## Objectif à atteindre:
Recopiez le passage de l'extrait sur le débat reporté allant de « Le 17 juin, NextRadioTV, la » à « dans un communiqué. » en remplaçant « pigistes » par « journalistes indépendants ».

## Extrait fourni:
§

Une campagne à rebondissements jusqu'à la fin. Le débat qui devait opposer les candidates à la mairie de Paris sur BFM TV ce mercredi soir aura finalement lieu jeudi. Un peu plus tôt dans la journée, Anne Hidalgo avait annoncé qu'elle séchait le rendez-vous, entraînant son annulation à quelques heures de l'antenne. Après avoir rencontré l'intersyndicale de la chaîne, en grève pour protester contre un plan massif de suppression d'emplois, la maire socialiste avait demandé à la chaîne un report «afin de respecter le droit de grève de ses salariés, qu'ils puissent faire entendre leurs revendications, pour leur emploi et pour une information de qualité». Ces derniers ont suspendu leur grève pour reprendre les négociations jeudi matin.
Le 17 juin, NextRadioTV, la branche média du groupe Altice, lui-même détenu par SFR (et dont Libé fait partie pour quelque temps encore), a présenté un plan d'économie destiné, selon la direction, à surmonter la crise du Covid-19. Plan qui prévoit notamment la suppression de «330 à 380 CDI et jusqu'à 200 pigistes et intermittents», soit près d'un tiers des effectifs sur un total de 1 600 salariés. En réaction, une grève de 24 heures a été votée mardi. «Je ne peux pas fermer les yeux sur la situation de ces salariés, et […] parce que le débat démocratique doit se dérouler dans des conditions sereines, je ne participerai pas au débat du second tour des élections municipales qui était prévu ce soir sur BFM TV», s'est justifiée Anne Hidalgo dans un communiqué.
Mardi, en marge d'un déplacement consacré à la métropole, la candidate expliquait qu'elle ne voulait pas arriver dans les locaux de BFM TV sous escorte policière, pour passer le blocage des grévistes. Mercredi après-midi, elle a reçu l'intersyndicale, qui a utilisé le débat comme un levier dans le bras de fer avec sa direction. Pour l'occasion, la chaîne avait en effet mis le paquet, avec de la pub de tous les côtés. «Elle a décidé de renoncer pour ne pas être dans une situation délicate dans ce contexte social», explique un proche d'Anne Hidalgo. Quitte à ce que ses concurrentes, qu'elle n'a pas consultées, lui reprochent de se défiler ? «Très franchement, on s'en fout complètement, poursuit ce même cadre de la campagne. Les grévistes ont interpellé les candidats, elle ne va pas dire non. C'est la candidate de la gauche, une ancienne inspectrice du travail, qui ne veut pas briser le droit de grève dans le cadre d'un plan de licenciement massif : c'est cohérent.» L'inverse aurait été difficile à assumer. La gauche parisienne, des écolos aux communistes, a d'ailleurs salué son choix.

§

## Données fournies:
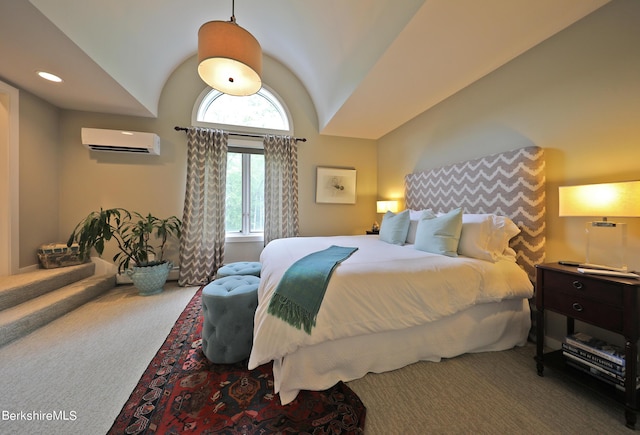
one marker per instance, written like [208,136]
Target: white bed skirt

§

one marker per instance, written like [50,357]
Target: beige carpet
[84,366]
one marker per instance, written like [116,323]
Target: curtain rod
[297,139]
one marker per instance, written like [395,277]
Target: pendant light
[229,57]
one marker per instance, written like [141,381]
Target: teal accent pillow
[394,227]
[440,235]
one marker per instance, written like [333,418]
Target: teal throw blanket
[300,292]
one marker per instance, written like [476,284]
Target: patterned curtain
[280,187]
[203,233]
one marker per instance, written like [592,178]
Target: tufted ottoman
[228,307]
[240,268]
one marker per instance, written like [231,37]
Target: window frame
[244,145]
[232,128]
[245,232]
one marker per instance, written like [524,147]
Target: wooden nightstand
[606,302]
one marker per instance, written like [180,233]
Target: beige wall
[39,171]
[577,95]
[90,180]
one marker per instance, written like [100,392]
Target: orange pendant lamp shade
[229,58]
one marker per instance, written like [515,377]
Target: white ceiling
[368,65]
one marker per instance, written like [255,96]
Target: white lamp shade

§

## Réponse attendue:
Le 17 juin, NextRadioTV, la branche média du groupe Altice, lui-même détenu par SFR (et dont Libé fait partie pour quelque temps encore), a présenté un plan d'économie destiné, selon la direction, à surmonter la crise du Covid-19. Plan qui prévoit notamment la suppression de «330 à 380 CDI et jusqu'à 200 journalistes indépendants et intermittents», soit près d'un tiers des effectifs sur un total de 1 600 salariés. En réaction, une grève de 24 heures a été votée mardi. «Je ne peux pas fermer les yeux sur la situation de ces salariés, et […] parce que le débat démocratique doit se dérouler dans des conditions sereines, je ne participerai pas au débat du second tour des élections municipales qui était prévu ce soir sur BFM TV», s'est justifiée Anne Hidalgo dans un communiqué.